Count the lines below that contain the string "clear" and give only that number.

---

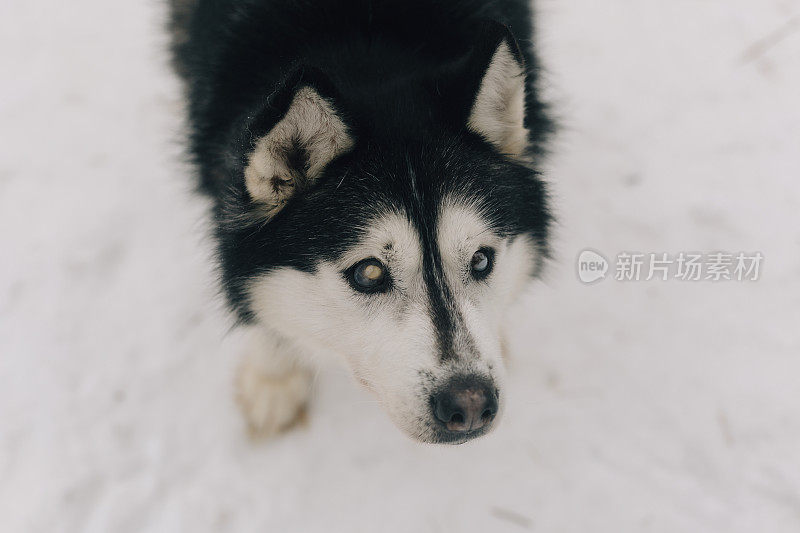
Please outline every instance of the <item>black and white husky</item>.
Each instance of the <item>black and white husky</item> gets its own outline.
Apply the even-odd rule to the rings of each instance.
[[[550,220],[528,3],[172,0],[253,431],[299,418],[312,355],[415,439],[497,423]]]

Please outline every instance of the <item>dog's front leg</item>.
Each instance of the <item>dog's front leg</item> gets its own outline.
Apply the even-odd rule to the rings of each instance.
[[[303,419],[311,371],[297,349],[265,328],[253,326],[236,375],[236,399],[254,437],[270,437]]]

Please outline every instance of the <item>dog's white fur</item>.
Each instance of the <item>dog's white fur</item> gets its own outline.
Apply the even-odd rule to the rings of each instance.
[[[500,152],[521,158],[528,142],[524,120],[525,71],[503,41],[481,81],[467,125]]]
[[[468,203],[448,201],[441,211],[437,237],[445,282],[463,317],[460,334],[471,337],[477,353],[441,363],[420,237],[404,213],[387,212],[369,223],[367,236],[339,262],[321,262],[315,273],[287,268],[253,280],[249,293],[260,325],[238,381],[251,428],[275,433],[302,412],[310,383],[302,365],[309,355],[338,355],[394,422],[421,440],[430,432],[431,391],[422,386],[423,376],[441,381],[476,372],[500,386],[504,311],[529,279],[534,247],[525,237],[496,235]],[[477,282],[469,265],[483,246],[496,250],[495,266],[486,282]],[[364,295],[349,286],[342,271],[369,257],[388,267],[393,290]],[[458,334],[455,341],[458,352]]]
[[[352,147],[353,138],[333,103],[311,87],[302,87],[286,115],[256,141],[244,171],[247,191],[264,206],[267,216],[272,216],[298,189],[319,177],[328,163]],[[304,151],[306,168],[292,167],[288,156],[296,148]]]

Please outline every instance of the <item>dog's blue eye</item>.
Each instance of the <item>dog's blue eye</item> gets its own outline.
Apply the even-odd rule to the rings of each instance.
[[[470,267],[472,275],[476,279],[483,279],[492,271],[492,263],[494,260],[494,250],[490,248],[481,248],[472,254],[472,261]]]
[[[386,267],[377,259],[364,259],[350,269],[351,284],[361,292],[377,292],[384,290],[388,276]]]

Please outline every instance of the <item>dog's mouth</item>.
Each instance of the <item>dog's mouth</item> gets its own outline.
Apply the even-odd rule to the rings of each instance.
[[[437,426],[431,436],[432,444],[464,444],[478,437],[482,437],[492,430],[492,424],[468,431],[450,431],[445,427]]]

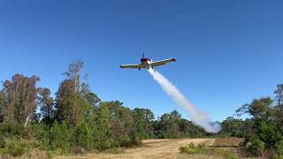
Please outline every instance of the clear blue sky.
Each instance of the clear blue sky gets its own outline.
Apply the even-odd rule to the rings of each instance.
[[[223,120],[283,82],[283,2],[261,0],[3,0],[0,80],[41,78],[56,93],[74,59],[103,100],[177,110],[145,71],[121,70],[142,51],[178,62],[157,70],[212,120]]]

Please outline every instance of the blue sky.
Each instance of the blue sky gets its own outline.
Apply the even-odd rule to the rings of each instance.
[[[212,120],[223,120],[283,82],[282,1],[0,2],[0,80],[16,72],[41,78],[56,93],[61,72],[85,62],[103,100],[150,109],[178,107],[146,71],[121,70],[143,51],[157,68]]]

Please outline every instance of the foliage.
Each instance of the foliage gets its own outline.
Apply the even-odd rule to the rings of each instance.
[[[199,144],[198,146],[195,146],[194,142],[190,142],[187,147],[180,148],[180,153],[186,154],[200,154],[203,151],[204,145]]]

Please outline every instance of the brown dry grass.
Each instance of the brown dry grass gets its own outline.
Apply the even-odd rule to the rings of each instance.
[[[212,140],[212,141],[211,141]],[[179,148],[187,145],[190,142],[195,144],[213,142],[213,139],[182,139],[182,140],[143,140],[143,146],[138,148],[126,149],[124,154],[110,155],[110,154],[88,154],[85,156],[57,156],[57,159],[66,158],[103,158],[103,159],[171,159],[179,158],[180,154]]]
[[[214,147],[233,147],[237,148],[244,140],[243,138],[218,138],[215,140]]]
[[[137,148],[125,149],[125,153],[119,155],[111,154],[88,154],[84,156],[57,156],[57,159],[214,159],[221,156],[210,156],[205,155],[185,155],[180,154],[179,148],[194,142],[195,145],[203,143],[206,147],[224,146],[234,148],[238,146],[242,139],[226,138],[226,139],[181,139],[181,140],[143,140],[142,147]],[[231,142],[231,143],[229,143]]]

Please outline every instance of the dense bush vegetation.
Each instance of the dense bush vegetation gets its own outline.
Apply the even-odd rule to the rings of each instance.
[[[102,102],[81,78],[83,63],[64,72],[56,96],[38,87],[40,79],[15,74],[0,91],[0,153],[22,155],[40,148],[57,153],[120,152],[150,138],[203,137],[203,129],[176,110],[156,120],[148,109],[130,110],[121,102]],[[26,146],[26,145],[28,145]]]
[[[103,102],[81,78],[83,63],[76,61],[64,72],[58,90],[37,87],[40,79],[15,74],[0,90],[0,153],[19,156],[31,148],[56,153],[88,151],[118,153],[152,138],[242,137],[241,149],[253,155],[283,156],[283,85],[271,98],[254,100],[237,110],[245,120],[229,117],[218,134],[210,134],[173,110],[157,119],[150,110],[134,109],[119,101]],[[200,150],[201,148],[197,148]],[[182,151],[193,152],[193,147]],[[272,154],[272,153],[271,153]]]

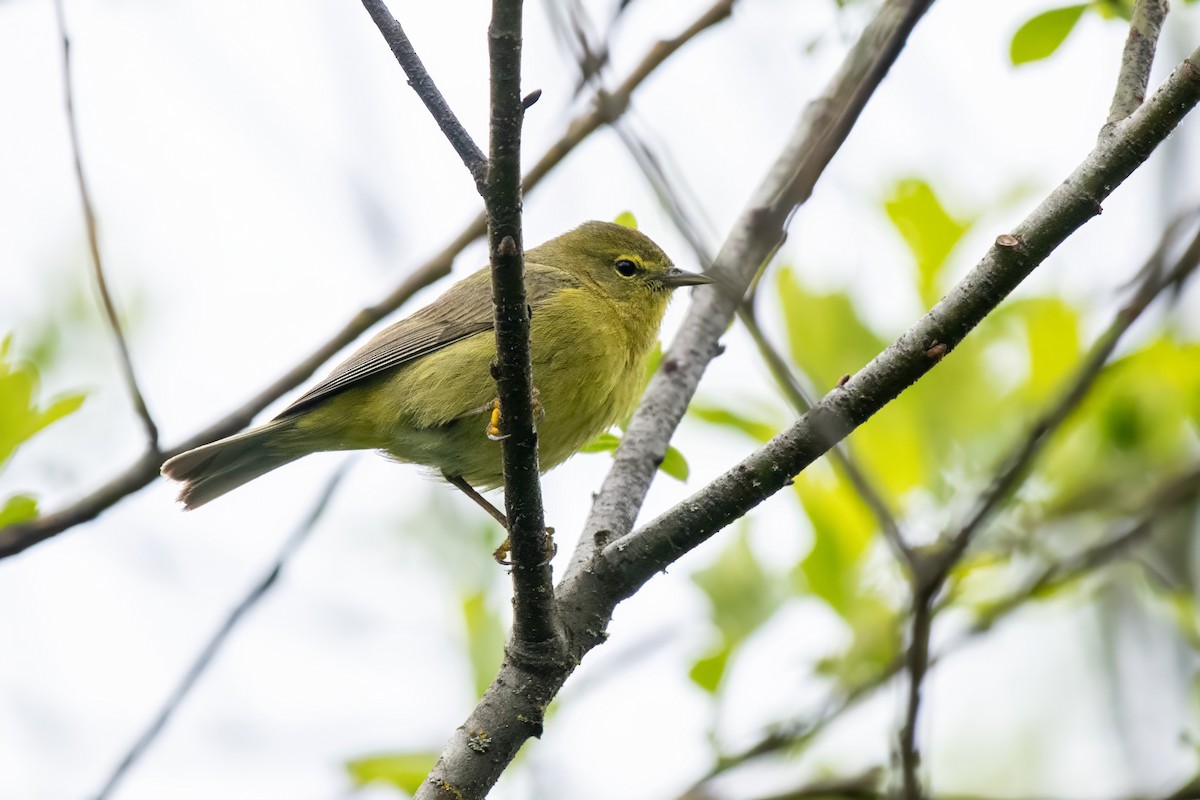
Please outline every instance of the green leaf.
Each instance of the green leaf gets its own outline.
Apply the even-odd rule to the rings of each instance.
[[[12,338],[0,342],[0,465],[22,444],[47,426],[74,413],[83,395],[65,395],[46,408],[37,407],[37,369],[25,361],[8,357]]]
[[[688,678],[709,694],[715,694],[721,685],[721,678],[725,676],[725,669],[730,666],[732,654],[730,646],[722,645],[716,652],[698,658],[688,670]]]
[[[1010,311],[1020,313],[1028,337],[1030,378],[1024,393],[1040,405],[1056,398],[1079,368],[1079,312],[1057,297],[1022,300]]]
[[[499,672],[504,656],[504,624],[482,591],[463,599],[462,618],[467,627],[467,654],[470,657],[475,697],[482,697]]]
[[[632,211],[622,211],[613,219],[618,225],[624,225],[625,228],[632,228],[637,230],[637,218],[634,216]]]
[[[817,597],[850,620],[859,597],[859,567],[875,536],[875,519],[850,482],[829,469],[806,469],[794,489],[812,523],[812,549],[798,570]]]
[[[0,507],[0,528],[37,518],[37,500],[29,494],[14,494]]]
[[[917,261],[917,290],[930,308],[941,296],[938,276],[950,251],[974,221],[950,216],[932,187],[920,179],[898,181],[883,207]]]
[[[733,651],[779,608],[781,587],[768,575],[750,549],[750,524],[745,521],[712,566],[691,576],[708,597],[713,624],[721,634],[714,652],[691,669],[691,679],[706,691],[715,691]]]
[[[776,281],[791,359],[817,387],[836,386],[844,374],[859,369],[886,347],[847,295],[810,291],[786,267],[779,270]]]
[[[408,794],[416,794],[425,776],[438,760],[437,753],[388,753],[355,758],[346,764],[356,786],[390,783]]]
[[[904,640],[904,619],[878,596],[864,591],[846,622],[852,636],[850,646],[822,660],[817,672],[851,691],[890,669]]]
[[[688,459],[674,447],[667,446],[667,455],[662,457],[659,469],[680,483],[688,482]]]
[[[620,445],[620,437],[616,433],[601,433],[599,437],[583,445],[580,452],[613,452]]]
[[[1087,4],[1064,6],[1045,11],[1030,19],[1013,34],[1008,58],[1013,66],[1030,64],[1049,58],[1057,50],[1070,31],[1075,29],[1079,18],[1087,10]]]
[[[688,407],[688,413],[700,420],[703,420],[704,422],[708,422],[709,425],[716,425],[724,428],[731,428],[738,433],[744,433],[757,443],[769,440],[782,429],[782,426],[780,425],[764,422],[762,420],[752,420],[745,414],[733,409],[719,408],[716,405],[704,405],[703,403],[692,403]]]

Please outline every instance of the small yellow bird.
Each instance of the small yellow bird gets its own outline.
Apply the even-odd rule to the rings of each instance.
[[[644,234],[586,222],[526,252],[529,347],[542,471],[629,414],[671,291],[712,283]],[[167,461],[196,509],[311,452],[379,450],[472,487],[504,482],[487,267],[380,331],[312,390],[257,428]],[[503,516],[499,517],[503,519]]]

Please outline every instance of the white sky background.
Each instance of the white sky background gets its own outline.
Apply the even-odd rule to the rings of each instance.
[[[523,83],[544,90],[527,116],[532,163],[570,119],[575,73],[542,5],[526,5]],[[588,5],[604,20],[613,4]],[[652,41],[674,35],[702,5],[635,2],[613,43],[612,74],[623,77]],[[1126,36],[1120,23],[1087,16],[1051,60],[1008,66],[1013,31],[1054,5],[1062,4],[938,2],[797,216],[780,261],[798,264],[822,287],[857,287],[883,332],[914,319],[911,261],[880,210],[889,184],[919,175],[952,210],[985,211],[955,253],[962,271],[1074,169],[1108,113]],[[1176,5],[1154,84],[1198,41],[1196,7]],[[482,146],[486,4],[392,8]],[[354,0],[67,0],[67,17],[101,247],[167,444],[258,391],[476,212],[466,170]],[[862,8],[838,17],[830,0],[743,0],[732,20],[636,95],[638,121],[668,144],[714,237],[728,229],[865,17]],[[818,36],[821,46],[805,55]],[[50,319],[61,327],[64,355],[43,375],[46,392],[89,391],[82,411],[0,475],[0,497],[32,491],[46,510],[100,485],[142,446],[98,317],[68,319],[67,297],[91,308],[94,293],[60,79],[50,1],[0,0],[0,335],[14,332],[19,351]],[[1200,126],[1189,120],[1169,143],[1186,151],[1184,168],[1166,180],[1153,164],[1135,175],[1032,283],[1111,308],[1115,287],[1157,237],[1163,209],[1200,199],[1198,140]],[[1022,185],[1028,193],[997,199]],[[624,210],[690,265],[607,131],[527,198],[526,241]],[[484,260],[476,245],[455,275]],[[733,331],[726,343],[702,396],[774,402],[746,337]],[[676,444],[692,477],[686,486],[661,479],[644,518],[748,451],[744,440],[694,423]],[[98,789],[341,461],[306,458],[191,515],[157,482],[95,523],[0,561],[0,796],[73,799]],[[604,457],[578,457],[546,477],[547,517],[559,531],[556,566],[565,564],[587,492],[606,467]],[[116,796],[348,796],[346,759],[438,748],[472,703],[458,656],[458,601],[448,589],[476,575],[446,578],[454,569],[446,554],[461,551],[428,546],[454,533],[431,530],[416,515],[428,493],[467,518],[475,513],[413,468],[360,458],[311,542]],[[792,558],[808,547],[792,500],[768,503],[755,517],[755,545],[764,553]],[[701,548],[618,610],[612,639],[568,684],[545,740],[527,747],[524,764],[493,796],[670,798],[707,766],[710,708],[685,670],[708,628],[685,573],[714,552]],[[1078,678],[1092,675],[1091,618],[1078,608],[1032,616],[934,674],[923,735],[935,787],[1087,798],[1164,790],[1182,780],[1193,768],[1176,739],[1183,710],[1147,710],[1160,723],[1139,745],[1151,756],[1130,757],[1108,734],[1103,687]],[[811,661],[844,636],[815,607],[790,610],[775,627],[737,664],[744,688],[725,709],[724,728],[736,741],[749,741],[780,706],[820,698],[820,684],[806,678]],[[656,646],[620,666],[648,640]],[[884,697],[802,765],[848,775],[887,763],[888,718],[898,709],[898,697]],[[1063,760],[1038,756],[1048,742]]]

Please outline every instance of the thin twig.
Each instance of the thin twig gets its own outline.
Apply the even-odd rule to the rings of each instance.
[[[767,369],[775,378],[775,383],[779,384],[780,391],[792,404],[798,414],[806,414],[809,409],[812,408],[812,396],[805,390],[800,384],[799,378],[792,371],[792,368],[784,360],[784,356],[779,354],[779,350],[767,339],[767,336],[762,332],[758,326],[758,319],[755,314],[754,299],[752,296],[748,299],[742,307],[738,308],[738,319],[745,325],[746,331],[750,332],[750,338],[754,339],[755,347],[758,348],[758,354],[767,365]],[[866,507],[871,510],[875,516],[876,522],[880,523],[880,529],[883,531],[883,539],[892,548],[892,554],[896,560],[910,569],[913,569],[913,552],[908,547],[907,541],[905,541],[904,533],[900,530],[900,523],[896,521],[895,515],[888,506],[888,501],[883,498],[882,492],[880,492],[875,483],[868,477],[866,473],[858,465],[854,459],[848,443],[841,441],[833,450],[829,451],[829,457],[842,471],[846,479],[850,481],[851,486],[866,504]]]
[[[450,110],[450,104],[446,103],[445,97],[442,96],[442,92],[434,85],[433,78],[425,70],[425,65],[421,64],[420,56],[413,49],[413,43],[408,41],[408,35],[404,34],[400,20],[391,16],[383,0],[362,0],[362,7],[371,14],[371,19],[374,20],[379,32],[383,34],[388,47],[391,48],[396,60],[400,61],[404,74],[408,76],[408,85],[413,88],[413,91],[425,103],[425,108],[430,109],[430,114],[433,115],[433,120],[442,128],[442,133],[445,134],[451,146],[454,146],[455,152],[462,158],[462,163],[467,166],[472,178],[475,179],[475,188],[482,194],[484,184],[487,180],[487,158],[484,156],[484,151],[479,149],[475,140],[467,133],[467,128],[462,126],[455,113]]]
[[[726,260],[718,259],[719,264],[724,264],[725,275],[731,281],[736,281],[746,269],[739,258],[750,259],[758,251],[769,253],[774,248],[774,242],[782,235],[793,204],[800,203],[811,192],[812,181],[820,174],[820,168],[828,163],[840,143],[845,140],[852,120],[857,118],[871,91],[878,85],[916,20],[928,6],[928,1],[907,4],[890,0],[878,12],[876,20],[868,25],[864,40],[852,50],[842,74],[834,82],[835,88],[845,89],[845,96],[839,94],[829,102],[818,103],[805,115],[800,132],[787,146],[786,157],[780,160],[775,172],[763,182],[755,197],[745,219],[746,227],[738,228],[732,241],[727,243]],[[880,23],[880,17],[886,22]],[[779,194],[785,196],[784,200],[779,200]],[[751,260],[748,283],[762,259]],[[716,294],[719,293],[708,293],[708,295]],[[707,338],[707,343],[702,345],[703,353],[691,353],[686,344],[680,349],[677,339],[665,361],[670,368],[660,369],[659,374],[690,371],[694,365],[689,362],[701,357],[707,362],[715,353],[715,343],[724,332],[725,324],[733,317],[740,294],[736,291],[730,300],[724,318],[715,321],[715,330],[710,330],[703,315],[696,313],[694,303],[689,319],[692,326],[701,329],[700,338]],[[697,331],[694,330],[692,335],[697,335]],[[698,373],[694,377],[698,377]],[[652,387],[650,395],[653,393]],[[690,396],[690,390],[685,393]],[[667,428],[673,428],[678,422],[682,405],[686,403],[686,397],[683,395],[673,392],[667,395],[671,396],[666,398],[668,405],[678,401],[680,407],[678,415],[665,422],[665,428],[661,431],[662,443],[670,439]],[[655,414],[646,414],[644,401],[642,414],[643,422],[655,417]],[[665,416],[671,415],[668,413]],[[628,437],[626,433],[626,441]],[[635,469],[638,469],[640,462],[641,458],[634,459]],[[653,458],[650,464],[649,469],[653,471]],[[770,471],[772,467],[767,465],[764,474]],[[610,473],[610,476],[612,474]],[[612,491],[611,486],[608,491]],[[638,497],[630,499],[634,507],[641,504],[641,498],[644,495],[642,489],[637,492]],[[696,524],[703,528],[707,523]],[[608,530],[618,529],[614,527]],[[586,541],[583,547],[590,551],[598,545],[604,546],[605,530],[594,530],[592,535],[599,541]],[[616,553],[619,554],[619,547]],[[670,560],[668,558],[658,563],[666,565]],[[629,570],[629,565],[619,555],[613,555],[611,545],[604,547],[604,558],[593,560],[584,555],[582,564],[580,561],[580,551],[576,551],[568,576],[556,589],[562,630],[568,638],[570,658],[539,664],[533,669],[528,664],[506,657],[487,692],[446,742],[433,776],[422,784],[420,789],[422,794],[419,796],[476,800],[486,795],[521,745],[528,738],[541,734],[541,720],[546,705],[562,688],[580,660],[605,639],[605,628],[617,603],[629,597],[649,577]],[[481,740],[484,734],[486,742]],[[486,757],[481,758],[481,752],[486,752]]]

---

### Result below
2